Problem set>
1/ Transcribe the part of the station article that opens with the words containing "The First People's" and closes with "under Jiazi Road.".
2/ In the station article, what name did the station have during its planning and construction phase?

Extract to read>
╭──
Foshan Metro Line 3 station

The First People's Hospital of Shunde station (顺德人民医院站 (順德人民醫院站, Shùndé Rénmín Yīyuàn Zhàn)) is a station on Line 3 of Foshan Metro, located in Foshan's Shunde District. It opened on 28 December 2022.

==Station layout==
The station has an island platform under Jiazi Road.
| G | - | Exits B, C, D |
| L1 Concourse | Lobby | Ticket Machines, Customer Service, Shops, Police Station, Security Facilities |
| L2 Platforms | Platform | towards |
Island platform, doors will open on the left
| Platform | towards | |

===Entrances/exits===
The station has 3 points of entry/exit, located on the east and west sides of Jiazi Road. All exits are equipped with elevators.
- B: Jiazi Road, The Eighth Affiliated Hospital of Southern Medical University
- C: Jiazi Road, The Eighth Affiliated Hospital of Southern Medical University
- D: Jiazi Road

==History==
The station was called Shunde Hospital station during the planning and construction phase. The station started construction on 18 November 2016 and topped out on 17 May 2019. On 30 May 2022, the station completed the "three rights" transfer. On 28 December the same year, the station opened with the opening of Line 3.
╰──
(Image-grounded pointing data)
╭──
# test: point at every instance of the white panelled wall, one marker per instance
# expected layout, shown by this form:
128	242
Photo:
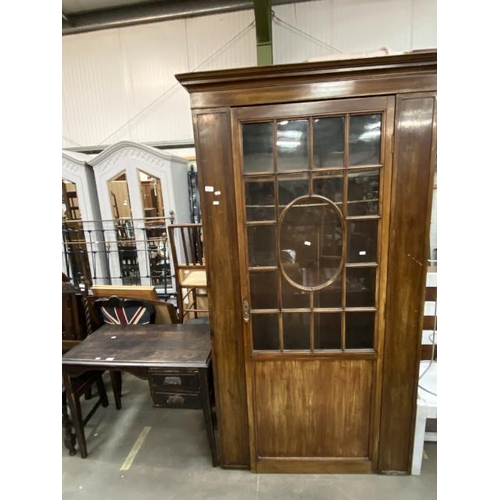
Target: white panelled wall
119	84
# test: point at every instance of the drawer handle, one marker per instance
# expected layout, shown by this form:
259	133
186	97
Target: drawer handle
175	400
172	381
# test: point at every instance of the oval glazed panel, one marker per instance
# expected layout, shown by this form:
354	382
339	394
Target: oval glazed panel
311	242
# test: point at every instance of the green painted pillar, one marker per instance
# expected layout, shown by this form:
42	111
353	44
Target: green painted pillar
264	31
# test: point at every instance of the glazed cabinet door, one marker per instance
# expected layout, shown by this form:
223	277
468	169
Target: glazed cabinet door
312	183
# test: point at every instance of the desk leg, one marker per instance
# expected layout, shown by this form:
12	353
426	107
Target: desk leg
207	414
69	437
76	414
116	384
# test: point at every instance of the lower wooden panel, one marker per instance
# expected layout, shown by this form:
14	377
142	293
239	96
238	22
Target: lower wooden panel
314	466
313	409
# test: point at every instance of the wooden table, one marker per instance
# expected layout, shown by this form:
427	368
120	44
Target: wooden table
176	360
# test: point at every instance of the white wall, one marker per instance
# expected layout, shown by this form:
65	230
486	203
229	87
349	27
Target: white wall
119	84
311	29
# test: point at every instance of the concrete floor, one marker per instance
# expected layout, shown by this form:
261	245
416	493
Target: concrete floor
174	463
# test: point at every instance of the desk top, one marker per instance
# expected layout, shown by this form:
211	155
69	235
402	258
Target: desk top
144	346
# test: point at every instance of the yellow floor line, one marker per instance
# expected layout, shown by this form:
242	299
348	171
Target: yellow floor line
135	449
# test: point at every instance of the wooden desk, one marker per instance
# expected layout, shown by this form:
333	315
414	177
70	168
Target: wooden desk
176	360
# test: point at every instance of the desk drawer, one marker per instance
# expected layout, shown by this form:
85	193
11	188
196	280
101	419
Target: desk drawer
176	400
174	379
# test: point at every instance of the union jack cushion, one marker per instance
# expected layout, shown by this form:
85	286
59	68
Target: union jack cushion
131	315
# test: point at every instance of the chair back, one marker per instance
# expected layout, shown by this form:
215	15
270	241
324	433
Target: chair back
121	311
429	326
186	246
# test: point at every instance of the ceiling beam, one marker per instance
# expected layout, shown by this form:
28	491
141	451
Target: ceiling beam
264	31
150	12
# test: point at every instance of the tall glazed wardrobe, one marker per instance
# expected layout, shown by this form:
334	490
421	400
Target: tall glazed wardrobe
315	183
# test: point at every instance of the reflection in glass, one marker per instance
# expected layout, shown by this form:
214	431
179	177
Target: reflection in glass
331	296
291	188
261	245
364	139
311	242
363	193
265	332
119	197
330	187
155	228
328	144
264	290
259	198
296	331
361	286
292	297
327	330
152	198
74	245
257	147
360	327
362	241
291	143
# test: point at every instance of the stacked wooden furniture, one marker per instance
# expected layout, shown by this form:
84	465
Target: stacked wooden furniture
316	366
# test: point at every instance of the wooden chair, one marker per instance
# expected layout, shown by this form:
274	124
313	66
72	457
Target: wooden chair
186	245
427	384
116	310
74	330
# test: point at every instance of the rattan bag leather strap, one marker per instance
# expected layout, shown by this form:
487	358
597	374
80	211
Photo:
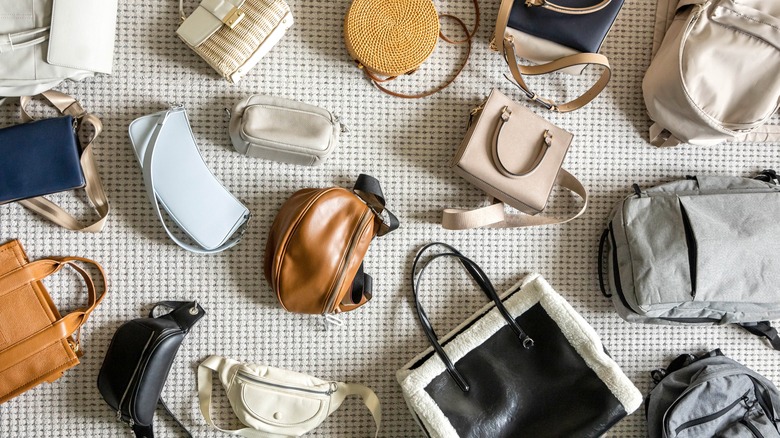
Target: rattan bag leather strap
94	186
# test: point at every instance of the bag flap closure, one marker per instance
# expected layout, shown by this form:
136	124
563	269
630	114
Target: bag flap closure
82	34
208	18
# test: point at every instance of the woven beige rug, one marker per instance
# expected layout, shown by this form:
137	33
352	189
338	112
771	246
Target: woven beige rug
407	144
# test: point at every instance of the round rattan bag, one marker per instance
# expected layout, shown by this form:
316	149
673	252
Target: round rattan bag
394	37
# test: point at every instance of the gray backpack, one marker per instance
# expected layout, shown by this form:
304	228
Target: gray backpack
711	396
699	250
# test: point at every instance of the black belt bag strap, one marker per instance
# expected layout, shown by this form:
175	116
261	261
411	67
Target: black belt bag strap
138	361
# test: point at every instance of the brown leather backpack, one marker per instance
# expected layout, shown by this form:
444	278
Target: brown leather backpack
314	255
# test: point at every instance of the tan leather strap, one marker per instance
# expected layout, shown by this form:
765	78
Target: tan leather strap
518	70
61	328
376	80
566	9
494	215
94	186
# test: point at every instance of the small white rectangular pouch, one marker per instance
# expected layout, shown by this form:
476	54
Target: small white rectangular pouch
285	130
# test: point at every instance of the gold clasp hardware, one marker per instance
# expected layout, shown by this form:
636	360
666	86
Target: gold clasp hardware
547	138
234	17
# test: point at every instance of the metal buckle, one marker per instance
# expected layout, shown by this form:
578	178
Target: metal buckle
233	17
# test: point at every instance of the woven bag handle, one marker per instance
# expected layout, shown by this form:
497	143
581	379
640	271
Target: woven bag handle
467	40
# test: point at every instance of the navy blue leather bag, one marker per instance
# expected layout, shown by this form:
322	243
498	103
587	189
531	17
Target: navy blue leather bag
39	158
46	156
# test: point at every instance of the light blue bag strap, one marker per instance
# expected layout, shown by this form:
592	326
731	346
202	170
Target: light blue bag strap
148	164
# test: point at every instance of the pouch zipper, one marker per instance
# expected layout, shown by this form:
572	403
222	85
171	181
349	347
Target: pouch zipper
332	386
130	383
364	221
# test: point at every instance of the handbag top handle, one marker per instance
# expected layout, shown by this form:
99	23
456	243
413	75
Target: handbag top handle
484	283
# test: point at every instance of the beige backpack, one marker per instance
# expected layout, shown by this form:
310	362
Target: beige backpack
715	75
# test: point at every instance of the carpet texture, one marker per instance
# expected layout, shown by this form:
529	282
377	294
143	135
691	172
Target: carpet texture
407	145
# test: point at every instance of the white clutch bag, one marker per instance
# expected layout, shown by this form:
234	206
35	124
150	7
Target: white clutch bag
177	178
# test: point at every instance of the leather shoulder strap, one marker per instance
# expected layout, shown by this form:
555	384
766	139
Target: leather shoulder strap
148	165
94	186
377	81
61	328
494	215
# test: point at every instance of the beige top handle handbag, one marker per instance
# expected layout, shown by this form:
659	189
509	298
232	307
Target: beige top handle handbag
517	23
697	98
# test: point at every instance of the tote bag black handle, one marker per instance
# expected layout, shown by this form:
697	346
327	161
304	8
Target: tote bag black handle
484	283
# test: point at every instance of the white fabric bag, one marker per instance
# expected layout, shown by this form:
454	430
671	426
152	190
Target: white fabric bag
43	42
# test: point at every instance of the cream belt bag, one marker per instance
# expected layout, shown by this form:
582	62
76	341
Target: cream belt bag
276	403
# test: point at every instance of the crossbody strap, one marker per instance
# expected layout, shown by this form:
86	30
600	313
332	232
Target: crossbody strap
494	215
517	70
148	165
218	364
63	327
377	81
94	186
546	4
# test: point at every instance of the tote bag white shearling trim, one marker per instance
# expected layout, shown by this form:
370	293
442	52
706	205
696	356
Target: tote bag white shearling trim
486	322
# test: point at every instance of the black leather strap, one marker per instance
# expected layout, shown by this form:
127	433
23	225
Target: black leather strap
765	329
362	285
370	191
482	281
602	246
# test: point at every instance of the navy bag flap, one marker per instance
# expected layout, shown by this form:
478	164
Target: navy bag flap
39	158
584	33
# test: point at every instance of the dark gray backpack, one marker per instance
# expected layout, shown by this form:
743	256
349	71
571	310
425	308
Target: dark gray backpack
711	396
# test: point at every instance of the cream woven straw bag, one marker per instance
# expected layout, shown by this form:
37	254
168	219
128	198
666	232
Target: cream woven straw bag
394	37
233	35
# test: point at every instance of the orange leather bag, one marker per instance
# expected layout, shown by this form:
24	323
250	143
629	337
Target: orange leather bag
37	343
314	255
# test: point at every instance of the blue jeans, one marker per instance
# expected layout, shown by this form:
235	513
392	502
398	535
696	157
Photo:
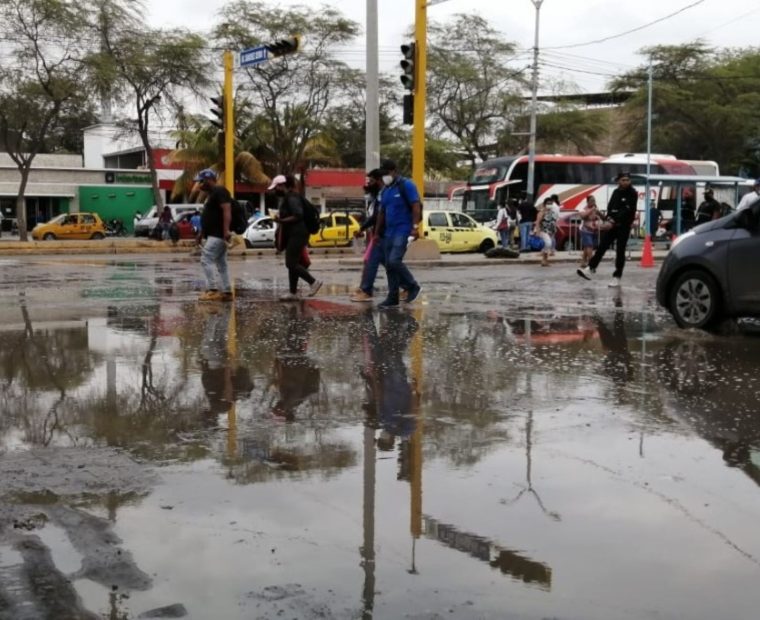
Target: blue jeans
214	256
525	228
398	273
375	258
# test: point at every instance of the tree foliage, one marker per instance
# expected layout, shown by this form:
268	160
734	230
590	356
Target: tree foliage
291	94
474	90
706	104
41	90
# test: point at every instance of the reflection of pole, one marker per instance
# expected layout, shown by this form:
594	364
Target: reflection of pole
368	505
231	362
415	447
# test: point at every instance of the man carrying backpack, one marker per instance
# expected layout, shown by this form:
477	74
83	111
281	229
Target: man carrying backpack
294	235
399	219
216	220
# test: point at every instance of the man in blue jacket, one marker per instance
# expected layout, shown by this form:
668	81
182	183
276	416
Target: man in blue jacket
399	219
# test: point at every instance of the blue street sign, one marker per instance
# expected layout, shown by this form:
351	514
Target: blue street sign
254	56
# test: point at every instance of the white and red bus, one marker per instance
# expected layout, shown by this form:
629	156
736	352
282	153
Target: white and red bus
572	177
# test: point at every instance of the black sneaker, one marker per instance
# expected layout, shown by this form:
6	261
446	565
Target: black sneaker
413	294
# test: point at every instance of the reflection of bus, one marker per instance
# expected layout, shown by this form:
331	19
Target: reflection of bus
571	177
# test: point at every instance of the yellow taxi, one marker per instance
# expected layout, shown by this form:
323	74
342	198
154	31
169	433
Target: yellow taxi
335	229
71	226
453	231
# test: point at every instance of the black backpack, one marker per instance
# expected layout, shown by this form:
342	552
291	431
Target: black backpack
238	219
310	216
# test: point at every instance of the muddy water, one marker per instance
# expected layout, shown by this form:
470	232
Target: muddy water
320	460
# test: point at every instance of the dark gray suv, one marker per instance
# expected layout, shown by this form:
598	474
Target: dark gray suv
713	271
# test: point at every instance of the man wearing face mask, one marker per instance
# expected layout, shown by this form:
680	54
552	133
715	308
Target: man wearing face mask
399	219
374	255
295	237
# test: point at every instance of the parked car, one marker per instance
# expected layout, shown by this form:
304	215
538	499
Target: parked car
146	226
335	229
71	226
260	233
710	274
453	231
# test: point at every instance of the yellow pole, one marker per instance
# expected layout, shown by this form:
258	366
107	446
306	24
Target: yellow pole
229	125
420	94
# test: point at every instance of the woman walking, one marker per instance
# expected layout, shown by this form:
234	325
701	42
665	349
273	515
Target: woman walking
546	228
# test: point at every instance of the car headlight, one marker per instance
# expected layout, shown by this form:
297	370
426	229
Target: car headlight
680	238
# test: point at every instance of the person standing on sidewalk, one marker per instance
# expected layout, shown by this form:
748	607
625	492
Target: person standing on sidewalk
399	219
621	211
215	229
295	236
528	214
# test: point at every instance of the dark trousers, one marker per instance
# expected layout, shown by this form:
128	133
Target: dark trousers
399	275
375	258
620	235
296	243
╰──
Solution list>
1/
The First People's Hospital of Shunde station (顺德人民医院站 (順德人民醫院站, Shùndé Rénmín Yīyuàn Zhàn)) is a station on Line 3 of Foshan Metro, located in Foshan's Shunde District. It opened on 28 December 2022.

==Station layout==
The station has an island platform under Jiazi Road.

2/ Shunde Hospital station